### Passage provided
This article first appeared on TCPAland and is republished here with permission.

As we reported here recently, the Federal Communications Commission (FCC) is seeking public comment on a number of key issues impacting the scope of the Telephone Consumer Protection Act (TCPA). One issue of profound significance to be addressed by the FCC, is how, exactly a party may revoke prior express consent to receive so-called robocalls after they had previously agreed to receive such calls.

Earlier this year in ACA Int’l, the D.C. Circuit Court of Appeals upheld the FCC’s earlier rulings that consumer consent to robocalls can be revoked, at least where their contract does not say otherwise. The Court also blessed the FCC’s determination that such revocation can take place via “any reasonable means.”

Not content with that victory, the FCC is now seeking comment on whether it should make revocation requests easier for consumers to make— and for businesses to process—by standardizing the manner by which those revocations can occur. Some possible examples floated by the FCC include: (1) pushing a standardized code on one’s phone (e.g., “*7”), (2) saying “stop calling” in response to a live caller, (3) offering opt-out through a website, or (4) texting back “stop” in response to unwanted texts.

While each of these options has superficial appeal in an era when robocalls are rampant, unintended consequences abound and the devil will be in the details. What works for one caller, industry or business may not work for others. Indeed, the Courts have already blessed the idea that contracting parties can dictate the terms of revocation between themselves, a rule makes good sense to avoid the pitfalls of one-size-fits all solutions.

### Material shown
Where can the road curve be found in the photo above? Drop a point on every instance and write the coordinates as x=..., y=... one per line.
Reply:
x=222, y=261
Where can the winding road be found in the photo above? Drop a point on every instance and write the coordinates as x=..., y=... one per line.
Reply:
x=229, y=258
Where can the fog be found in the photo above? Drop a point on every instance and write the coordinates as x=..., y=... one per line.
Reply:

...

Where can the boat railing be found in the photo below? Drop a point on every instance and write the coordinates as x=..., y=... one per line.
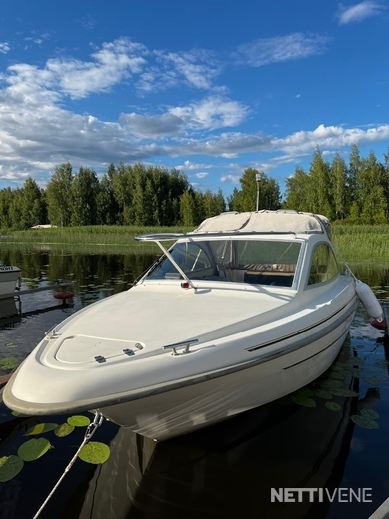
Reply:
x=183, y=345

...

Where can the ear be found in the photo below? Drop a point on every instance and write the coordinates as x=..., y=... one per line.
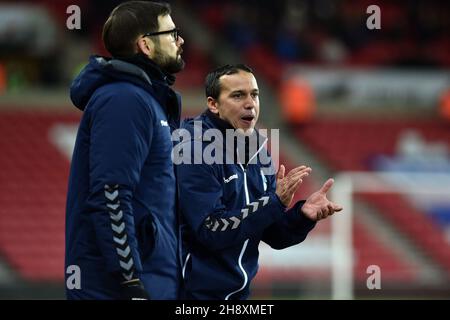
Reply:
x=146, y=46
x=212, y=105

### Required action
In the article on revoking robocall consent, which court upheld the FCC's rulings that consumer consent to robocalls can be revoked?

### Task output
The D.C. Circuit Court of Appeals